_REQUIRED TASK_
Pull out each row below that contains the string "backpack", copying it in full. Only matches in the same letter case count.

_DATA LISTING_
>> BEGIN

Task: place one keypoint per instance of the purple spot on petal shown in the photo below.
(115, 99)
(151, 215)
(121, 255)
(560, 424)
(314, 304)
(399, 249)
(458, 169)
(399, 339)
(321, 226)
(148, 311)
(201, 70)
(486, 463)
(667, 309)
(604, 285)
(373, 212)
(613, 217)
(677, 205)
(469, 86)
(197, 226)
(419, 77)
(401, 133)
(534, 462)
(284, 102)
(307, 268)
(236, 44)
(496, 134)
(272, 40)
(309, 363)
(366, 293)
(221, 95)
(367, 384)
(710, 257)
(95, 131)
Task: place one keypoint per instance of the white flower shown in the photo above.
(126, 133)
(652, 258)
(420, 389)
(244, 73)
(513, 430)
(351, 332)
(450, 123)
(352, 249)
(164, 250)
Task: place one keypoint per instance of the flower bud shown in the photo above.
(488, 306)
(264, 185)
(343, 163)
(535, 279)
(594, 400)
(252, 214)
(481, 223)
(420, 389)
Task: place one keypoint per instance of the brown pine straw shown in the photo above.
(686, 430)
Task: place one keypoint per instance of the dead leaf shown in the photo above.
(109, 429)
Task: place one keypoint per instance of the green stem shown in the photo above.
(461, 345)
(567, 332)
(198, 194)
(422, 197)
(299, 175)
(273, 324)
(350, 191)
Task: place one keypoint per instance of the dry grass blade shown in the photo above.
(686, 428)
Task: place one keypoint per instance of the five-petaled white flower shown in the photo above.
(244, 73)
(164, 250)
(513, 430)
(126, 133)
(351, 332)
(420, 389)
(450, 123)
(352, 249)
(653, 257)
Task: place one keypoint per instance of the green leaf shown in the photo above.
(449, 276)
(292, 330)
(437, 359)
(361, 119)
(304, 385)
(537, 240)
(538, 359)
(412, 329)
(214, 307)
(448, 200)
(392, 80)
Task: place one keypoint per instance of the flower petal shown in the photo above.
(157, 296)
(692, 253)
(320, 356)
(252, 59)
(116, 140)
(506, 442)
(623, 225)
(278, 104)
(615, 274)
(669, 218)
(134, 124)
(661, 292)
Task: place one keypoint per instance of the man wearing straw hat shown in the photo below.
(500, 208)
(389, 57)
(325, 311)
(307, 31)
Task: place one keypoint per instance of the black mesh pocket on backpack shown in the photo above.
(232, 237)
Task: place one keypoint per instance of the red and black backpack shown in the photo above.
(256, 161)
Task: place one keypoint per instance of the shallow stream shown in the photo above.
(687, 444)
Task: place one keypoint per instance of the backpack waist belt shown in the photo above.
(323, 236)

>> END
>> BEGIN

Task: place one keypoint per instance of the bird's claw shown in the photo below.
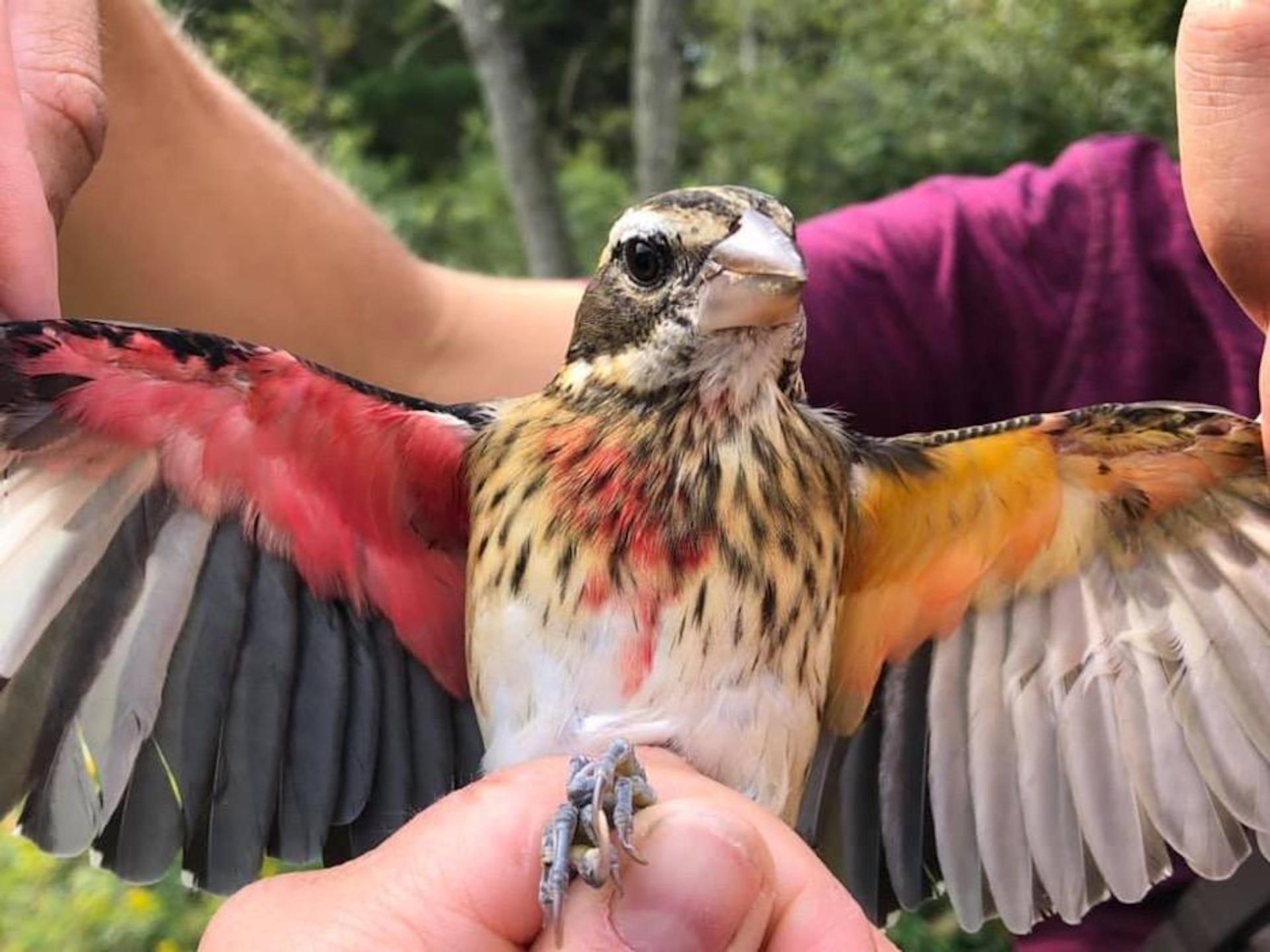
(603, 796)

>> END

_TASK OUTPUT_
Task: place one keypoint per instance of the black mesh pocket on backpack shown in the photo above.
Task: place one keypoint per instance of the red and black backpack shown in the photo above.
Task: place one keypoint per instance of the backpack waist belt shown in the photo above.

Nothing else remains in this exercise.